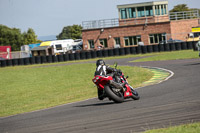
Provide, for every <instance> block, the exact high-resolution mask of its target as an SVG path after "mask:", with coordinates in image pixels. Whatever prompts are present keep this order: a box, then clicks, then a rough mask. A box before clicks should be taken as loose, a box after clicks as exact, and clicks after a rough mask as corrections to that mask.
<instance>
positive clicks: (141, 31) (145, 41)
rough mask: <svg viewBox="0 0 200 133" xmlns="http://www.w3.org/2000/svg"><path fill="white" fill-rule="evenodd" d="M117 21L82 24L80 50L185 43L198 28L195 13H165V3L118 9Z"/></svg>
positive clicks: (196, 20)
mask: <svg viewBox="0 0 200 133" xmlns="http://www.w3.org/2000/svg"><path fill="white" fill-rule="evenodd" d="M117 8H118V14H119V18H115V19H105V20H95V21H84V22H82V26H83V30H82V38H83V49H85V50H89V49H98V46H99V45H100V44H101V45H103V46H104V48H115V47H118V46H119V45H120V47H132V46H137V45H138V44H139V42H143V44H144V45H150V44H153V45H154V44H159V43H160V42H164V41H166V40H169V39H174V40H175V39H176V40H177V39H178V40H182V41H186V40H187V37H188V34H189V33H190V32H191V31H192V27H197V26H199V24H200V21H199V14H198V11H186V12H176V13H169V12H168V1H154V2H145V3H136V4H126V5H118V6H117Z"/></svg>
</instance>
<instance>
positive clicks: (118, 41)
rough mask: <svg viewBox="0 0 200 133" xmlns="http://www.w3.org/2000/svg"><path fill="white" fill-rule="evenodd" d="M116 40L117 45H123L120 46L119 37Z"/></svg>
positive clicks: (115, 38)
mask: <svg viewBox="0 0 200 133" xmlns="http://www.w3.org/2000/svg"><path fill="white" fill-rule="evenodd" d="M114 39H115V44H119V45H121V44H120V38H119V37H115V38H114Z"/></svg>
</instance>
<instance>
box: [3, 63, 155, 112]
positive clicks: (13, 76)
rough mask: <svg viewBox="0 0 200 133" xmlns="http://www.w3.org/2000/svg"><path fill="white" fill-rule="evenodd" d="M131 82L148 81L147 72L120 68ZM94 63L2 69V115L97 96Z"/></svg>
mask: <svg viewBox="0 0 200 133" xmlns="http://www.w3.org/2000/svg"><path fill="white" fill-rule="evenodd" d="M118 68H120V69H121V70H122V71H123V72H124V73H125V75H127V74H128V75H129V79H128V80H129V83H130V84H131V85H133V86H134V87H138V86H140V85H141V83H142V82H144V81H147V80H149V79H150V78H151V77H152V75H153V74H152V73H151V72H150V71H149V70H148V69H144V68H138V67H129V66H118ZM94 70H95V64H76V65H65V66H50V67H32V66H19V67H7V68H0V81H1V84H0V99H1V100H0V107H1V108H0V116H8V115H14V114H18V113H23V112H30V111H34V110H39V109H44V108H48V107H52V106H56V105H61V104H66V103H70V102H75V101H80V100H84V99H88V98H92V97H96V96H97V89H96V87H94V84H93V83H92V78H93V75H94Z"/></svg>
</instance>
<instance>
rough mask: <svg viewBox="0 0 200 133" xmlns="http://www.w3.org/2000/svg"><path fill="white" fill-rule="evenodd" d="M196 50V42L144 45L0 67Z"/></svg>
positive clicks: (2, 60)
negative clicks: (132, 54)
mask: <svg viewBox="0 0 200 133" xmlns="http://www.w3.org/2000/svg"><path fill="white" fill-rule="evenodd" d="M186 49H194V50H197V49H196V42H178V43H166V44H162V45H161V44H160V45H144V46H135V47H124V48H115V49H103V50H97V51H94V50H93V51H81V52H78V53H66V54H63V55H57V56H55V55H49V56H33V57H28V58H18V59H9V60H0V67H7V66H17V65H32V64H43V63H53V62H63V61H72V60H85V59H91V58H102V57H111V56H123V55H128V54H140V53H142V54H146V53H152V52H163V51H176V50H186Z"/></svg>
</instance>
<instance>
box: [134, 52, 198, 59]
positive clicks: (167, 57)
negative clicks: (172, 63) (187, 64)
mask: <svg viewBox="0 0 200 133" xmlns="http://www.w3.org/2000/svg"><path fill="white" fill-rule="evenodd" d="M147 55H148V56H150V57H146V58H142V59H138V60H134V61H133V62H145V61H162V60H178V59H193V58H199V55H198V51H193V50H184V51H173V52H162V53H156V54H147Z"/></svg>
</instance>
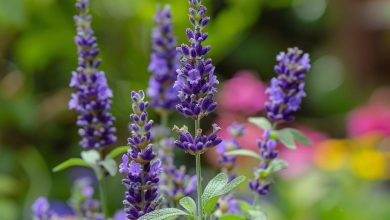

* * *

» Assignment: The listing above is to be retyped exactly, with all pictures left out.

» The answer:
Provide, for every <instance> block, the exact high-resolution mask of its target as an SVG path after "mask:", with coordinates in image pixels. Whatever prompts are present keep this order: a box, then clicks, then a rough mask. A box before clicks should be taken as loose, a box after clicks as exact, and clicks after a rough mask as corrections to that mask.
<instance>
positive clicks: (141, 31) (145, 41)
rough mask: <svg viewBox="0 0 200 133" xmlns="http://www.w3.org/2000/svg"><path fill="white" fill-rule="evenodd" d="M117 21L82 24L80 50L185 43L198 28L195 13H165V3L118 9Z"/></svg>
positive clicks: (196, 20)
mask: <svg viewBox="0 0 200 133" xmlns="http://www.w3.org/2000/svg"><path fill="white" fill-rule="evenodd" d="M117 8H118V14H119V18H115V19H105V20H95V21H84V22H82V26H83V30H82V38H83V49H85V50H89V49H98V46H99V45H100V44H101V45H103V46H104V48H115V47H118V46H119V45H120V47H132V46H137V45H138V44H139V42H143V44H144V45H150V44H153V45H154V44H159V43H160V42H164V41H166V40H169V39H174V40H175V39H176V40H177V39H178V40H182V41H186V40H187V37H188V34H189V33H190V32H191V31H192V27H197V26H199V24H200V21H199V14H198V11H186V12H176V13H169V12H168V1H154V2H145V3H136V4H126V5H118V6H117Z"/></svg>
</instance>
<instance>
positive clicks: (118, 41)
rough mask: <svg viewBox="0 0 200 133" xmlns="http://www.w3.org/2000/svg"><path fill="white" fill-rule="evenodd" d="M116 40L117 45H123L120 46L119 37Z"/></svg>
positive clicks: (115, 38)
mask: <svg viewBox="0 0 200 133" xmlns="http://www.w3.org/2000/svg"><path fill="white" fill-rule="evenodd" d="M114 39H115V44H119V45H121V44H120V38H119V37H115V38H114Z"/></svg>
</instance>
<instance>
box: [3, 63, 155, 112]
positive clicks: (13, 76)
rough mask: <svg viewBox="0 0 200 133" xmlns="http://www.w3.org/2000/svg"><path fill="white" fill-rule="evenodd" d="M131 82L148 81L147 72L120 68ZM94 63L2 69V115L97 96Z"/></svg>
mask: <svg viewBox="0 0 200 133" xmlns="http://www.w3.org/2000/svg"><path fill="white" fill-rule="evenodd" d="M118 68H120V69H121V70H122V71H123V72H124V73H125V75H127V74H128V75H129V79H128V80H129V83H130V84H131V85H133V86H134V87H138V86H140V85H141V83H142V82H144V81H147V80H149V79H150V78H151V77H152V75H153V74H152V73H151V72H150V71H149V70H148V69H144V68H138V67H129V66H118ZM94 70H95V64H76V65H65V66H50V67H32V66H19V67H7V68H0V81H1V84H0V99H1V100H0V107H1V108H0V116H8V115H14V114H18V113H23V112H30V111H34V110H39V109H44V108H48V107H52V106H56V105H61V104H66V103H70V102H75V101H80V100H84V99H88V98H92V97H96V96H97V89H96V87H94V84H93V83H92V78H93V75H94Z"/></svg>
</instance>
<instance>
rough mask: <svg viewBox="0 0 200 133" xmlns="http://www.w3.org/2000/svg"><path fill="white" fill-rule="evenodd" d="M196 50V42L144 45L0 67Z"/></svg>
positive clicks: (2, 60)
negative clicks: (132, 54)
mask: <svg viewBox="0 0 200 133" xmlns="http://www.w3.org/2000/svg"><path fill="white" fill-rule="evenodd" d="M186 49H194V50H197V49H196V42H178V43H166V44H162V45H161V44H160V45H144V46H135V47H124V48H115V49H103V50H97V51H94V50H93V51H81V52H78V53H66V54H63V55H57V56H55V55H49V56H33V57H28V58H18V59H9V60H0V67H7V66H17V65H32V64H43V63H53V62H63V61H72V60H85V59H91V58H102V57H111V56H123V55H128V54H140V53H142V54H146V53H152V52H163V51H176V50H186Z"/></svg>
</instance>
<instance>
box: [134, 52, 198, 59]
positive clicks: (167, 57)
negative clicks: (172, 63) (187, 64)
mask: <svg viewBox="0 0 200 133" xmlns="http://www.w3.org/2000/svg"><path fill="white" fill-rule="evenodd" d="M147 55H148V56H150V57H146V58H142V59H138V60H134V61H133V62H145V61H162V60H178V59H193V58H199V55H198V51H193V50H184V51H173V52H162V53H156V54H147Z"/></svg>
</instance>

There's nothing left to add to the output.